Exercise requirements:
Print every line of the listing exactly, please.

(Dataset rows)

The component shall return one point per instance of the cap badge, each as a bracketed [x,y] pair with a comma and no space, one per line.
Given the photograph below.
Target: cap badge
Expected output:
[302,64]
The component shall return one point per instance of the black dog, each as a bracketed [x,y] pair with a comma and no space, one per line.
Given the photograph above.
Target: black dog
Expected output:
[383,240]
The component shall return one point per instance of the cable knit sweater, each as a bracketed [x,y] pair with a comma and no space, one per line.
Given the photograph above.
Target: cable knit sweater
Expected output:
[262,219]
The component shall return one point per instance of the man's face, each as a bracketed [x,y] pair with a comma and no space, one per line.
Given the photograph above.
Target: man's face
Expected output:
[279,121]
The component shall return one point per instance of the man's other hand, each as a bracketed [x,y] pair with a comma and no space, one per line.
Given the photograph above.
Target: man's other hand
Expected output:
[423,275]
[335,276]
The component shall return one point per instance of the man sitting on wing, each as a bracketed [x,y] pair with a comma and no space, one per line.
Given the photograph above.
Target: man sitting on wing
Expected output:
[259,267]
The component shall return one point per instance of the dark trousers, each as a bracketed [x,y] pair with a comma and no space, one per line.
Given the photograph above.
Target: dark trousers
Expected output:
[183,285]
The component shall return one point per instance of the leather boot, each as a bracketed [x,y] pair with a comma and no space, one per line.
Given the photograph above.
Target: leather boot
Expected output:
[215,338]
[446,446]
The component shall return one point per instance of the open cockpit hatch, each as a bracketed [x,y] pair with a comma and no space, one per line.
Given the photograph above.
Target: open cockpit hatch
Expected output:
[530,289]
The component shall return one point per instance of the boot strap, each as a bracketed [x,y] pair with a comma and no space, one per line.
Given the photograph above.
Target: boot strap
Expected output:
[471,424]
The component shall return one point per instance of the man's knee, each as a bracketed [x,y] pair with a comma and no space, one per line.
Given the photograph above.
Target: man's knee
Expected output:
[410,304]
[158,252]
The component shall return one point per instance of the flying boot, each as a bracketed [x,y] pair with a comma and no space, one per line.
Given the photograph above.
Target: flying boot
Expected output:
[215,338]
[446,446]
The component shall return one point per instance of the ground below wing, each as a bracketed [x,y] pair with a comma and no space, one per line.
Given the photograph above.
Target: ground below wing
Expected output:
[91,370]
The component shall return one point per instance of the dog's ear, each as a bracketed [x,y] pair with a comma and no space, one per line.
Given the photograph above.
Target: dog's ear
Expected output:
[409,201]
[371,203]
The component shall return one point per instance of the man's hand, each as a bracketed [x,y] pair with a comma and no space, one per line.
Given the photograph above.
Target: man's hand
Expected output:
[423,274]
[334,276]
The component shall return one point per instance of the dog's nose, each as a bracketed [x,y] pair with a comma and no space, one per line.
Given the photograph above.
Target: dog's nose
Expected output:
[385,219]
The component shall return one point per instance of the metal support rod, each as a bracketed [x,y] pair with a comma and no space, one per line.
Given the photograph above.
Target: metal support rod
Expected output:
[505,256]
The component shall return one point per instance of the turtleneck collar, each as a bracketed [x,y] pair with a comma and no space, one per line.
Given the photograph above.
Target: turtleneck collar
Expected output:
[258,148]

Completed exercise:
The component shall return one point per instance of the cap badge, each as a bracketed [x,y] pair with a comma and no space, one per line.
Given the photograph below.
Target: cap badge
Expected output:
[302,64]
The component shall return one point per instance of the black dog, each as a bracketed [x,y] pair with a comma and no space, one per line.
Given the photograph above.
Target: black dog
Expected output:
[383,240]
The component shall return one point per instance of the cable knit sweater, each as a bracketed [x,y] pair with a comma and no space, one per line.
Given the photograph above.
Target: cable knit sweater
Expected output:
[262,219]
The component shall return one point per instance of the man's face, each as a bracketed [x,y] pair with a comma and no space, one per line.
Given the photograph above.
Target: man's face
Expected output:
[279,121]
The component shall return one point per instance of the man's other hand, each as a bracketed [x,y] pair with a comma and no space, one per line.
Given the photograph above.
Target: man's other hand
Expected output:
[423,275]
[335,276]
The component shall return one point per instance of the man sitting on wing, each as a bracketed [x,y] pair with a comma and no space, one per line.
Given the photograph above.
Target: man sitting on wing
Expected output:
[259,267]
The component shall return one point per instance of the dark trousers, each as a bracketed [x,y] pair with a comma and no space, one per line.
Given the photograph above.
Target: dark trousers
Expected output:
[183,285]
The component shall return one point per instance of the leather boot, each as a bracketed [x,y] pair with a comma and no space, one per line.
Given the photograph above.
Target: leather boot
Expected output:
[215,338]
[446,446]
The component shall return one point per instance of the open cockpit hatch, each as a bracketed [x,y] pair with a comma and no space, one per line.
Given the photograph above.
Target: open cockpit hatch
Expected output:
[530,289]
The component shall return one point per instance of the boot strap, each as a bracketed [x,y] pair with a comma and no space, one per line.
Given the photograph above.
Target: boot strap
Expected output:
[471,424]
The component shall return one point per instance of the man's knee, each as a bracketed [x,y] pair with a comma and no space, one per line.
Given the photograph above.
Target: man's knee
Expected output:
[410,304]
[158,252]
The component shall return one point per instance of the flying boot, each as a bracketed [x,y] pair with a comma and no space, one per line.
Given the photograph above.
Target: flying boot
Expected output:
[215,338]
[446,446]
The component shall return one point per instance of the ground below wing, each as a bracketed [x,y] pair with a comma and no space, one per line.
Given the photograph above.
Target: ground below wing
Expected output:
[91,370]
The component shall return one point per instance of the dog's ear, each as a bracketed [x,y] pair with a comma and no space, one per line.
Given the photograph above.
Target: dog's ear
Expected output:
[409,201]
[371,203]
The component shall return one point per instance of the man's hand, each as a bracketed [x,y] pair with a comma and no space, one per line.
Given the photograph above.
Target: man's hand
Expected output:
[423,274]
[334,276]
The component shall return one point per instance of the dog's nose, each as a bracketed [x,y] pair with a comma and no space, one per line.
Given the photograph above.
Target: dog's nose
Expected output:
[385,219]
The component shall return one point per instance of the metal support rod, each as a bracketed [x,y] pair with a comma and no space, one per line.
Given the photograph above.
Target: metal support rod
Expected output:
[505,256]
The component shall return one point per instance of the turtleneck collar, each as a bracketed [x,y] pair with a comma and no space, one per line.
Given the photograph above.
Target: turtleneck collar
Expected output:
[258,148]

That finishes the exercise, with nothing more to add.